| Given entries |
───

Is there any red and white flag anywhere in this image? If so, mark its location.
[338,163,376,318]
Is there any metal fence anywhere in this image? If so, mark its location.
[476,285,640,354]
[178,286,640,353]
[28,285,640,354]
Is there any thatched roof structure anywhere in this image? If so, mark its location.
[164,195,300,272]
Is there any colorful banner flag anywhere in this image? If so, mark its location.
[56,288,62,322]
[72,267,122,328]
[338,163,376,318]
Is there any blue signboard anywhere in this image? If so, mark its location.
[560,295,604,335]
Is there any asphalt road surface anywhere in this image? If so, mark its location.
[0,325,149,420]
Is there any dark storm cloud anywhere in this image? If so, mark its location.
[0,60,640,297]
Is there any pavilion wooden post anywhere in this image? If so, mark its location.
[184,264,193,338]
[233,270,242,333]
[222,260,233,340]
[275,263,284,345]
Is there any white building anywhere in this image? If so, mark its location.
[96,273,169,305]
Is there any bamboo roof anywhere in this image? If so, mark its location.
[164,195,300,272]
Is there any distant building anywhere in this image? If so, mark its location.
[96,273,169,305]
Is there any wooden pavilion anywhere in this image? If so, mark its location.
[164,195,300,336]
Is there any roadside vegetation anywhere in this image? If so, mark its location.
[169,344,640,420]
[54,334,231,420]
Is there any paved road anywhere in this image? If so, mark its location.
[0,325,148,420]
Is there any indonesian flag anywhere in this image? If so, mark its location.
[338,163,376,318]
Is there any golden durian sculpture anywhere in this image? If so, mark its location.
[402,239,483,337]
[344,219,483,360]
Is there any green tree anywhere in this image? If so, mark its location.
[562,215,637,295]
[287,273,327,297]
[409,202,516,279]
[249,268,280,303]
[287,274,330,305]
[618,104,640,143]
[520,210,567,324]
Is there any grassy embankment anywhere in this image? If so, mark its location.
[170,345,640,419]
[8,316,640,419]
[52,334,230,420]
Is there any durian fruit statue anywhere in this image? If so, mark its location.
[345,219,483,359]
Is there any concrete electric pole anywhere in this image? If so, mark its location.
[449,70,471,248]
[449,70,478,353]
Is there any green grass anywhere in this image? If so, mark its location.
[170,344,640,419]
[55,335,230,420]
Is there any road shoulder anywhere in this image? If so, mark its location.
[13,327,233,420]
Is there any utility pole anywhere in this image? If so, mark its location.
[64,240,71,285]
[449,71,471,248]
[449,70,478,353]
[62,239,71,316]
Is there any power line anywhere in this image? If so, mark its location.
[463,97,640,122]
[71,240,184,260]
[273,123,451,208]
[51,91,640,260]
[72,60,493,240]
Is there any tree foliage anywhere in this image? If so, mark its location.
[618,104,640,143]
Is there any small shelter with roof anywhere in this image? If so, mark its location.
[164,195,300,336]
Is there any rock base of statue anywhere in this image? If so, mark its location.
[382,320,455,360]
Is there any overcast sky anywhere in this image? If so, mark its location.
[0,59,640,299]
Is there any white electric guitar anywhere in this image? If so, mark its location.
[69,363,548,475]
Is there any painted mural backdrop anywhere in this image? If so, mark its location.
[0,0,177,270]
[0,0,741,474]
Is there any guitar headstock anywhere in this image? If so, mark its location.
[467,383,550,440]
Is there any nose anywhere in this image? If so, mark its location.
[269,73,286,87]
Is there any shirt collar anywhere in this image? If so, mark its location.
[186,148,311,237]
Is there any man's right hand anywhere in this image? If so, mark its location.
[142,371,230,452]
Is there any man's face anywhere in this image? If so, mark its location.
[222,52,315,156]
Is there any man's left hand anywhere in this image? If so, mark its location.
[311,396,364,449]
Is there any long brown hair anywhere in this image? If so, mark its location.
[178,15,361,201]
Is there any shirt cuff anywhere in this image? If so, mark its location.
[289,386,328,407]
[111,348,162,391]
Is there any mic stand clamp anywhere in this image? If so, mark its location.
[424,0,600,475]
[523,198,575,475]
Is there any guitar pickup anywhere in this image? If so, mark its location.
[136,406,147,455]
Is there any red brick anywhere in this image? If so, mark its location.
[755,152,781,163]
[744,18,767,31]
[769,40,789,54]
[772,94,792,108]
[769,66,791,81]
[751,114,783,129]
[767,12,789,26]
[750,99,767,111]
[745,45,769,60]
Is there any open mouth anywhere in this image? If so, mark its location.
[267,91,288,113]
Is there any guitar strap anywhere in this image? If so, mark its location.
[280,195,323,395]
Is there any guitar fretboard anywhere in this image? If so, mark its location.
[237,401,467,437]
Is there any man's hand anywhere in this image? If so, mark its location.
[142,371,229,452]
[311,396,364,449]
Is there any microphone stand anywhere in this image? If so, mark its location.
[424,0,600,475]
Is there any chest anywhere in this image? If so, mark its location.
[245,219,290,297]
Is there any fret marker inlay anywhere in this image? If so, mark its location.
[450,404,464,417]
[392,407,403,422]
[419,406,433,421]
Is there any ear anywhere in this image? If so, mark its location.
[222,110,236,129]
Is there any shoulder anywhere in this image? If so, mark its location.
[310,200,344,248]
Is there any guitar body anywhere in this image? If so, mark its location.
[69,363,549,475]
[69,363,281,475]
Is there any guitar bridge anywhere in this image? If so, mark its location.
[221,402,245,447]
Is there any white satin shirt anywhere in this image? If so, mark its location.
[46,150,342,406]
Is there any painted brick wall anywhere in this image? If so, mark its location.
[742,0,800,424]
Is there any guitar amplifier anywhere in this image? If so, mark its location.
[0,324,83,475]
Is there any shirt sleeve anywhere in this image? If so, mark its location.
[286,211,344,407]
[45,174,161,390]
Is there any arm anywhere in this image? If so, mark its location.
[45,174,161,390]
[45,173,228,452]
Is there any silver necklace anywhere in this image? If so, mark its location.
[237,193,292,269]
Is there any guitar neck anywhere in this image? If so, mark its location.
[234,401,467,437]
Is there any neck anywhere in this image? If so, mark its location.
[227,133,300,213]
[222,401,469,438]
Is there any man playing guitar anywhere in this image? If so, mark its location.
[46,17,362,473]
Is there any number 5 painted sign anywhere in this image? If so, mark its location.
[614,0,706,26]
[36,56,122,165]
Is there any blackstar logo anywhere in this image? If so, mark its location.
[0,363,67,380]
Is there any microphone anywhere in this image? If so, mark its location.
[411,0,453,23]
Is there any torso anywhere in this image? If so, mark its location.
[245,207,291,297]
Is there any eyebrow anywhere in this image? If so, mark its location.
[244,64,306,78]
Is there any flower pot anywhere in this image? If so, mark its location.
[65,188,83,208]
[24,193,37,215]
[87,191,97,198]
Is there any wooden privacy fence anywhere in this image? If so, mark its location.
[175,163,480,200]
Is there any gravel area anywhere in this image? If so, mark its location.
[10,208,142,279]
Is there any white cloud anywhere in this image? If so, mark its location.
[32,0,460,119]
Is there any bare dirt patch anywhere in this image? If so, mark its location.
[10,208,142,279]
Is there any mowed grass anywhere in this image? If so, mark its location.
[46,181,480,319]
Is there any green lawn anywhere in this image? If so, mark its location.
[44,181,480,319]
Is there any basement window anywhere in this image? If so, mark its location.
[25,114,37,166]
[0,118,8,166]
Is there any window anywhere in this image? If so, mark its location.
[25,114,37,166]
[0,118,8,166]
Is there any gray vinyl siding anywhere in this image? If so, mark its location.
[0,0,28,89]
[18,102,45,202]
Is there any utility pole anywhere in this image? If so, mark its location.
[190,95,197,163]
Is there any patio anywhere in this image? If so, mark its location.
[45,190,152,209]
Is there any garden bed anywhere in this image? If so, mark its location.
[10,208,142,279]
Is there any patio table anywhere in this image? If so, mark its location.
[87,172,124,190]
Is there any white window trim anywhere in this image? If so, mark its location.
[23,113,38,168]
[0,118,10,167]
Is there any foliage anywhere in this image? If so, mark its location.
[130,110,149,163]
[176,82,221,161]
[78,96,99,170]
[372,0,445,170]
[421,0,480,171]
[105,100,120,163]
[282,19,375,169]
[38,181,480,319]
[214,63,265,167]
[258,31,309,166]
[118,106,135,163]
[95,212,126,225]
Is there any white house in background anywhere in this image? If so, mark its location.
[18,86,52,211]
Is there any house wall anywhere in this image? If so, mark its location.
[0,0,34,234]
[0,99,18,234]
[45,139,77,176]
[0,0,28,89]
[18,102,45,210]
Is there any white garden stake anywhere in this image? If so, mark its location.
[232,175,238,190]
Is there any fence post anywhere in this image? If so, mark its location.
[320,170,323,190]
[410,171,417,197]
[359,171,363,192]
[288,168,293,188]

───

Starting with the line that contains "Is there any ear" and going on through the line that contains "[411,0,453,23]", change "silver necklace" to "gold necklace" and leave everything else untouched. Return only those lines.

| Answer to the exercise |
Is there any ear anywhere in this image? If so, mark its location.
[222,110,236,129]
Is there any shoulder anywhere in this image? If so, mark its location.
[310,200,344,248]
Is there any guitar body anywhere in this image? If so, mark its location.
[69,363,549,475]
[69,363,281,475]
Is there any guitar bridge anywhere in this image? If so, mark its location.
[221,402,245,447]
Is there any white satin shirt anywhere in this image? If so, mark its location.
[46,150,342,406]
Is there any painted brick wall anywhere in this image? If so, mark its location.
[742,0,800,424]
Is there any guitar amplifier anywhere in this image? If so, mark its location.
[0,324,83,475]
Is there any shirt sleeve anywhere in this image? If so, mark its location.
[286,211,344,407]
[45,174,161,390]
Is there any arm anywhere in this image? If so, mark its location.
[45,174,161,390]
[45,173,228,452]
Is there any gold necklace anywhere in this image? If so, mark its location.
[237,193,292,269]
Is there any guitar neck anywhere in this image? If so, mark its location.
[234,401,467,437]
Is there any neck anywhere in this image? If so, mark its location.
[227,133,300,213]
[222,401,469,438]
Is there any man playing guitar anywhere in this image? If so, mark its location.
[46,17,362,473]
Is there any number 5 painted sign anywhere in this image? If so, mark its location.
[614,0,706,26]
[36,56,122,165]
Is there any blackstar logo anywhere in this image? If so, mark its location.
[0,363,67,380]
Is there any microphone anywhere in this image? If so, mark its location.
[411,0,453,23]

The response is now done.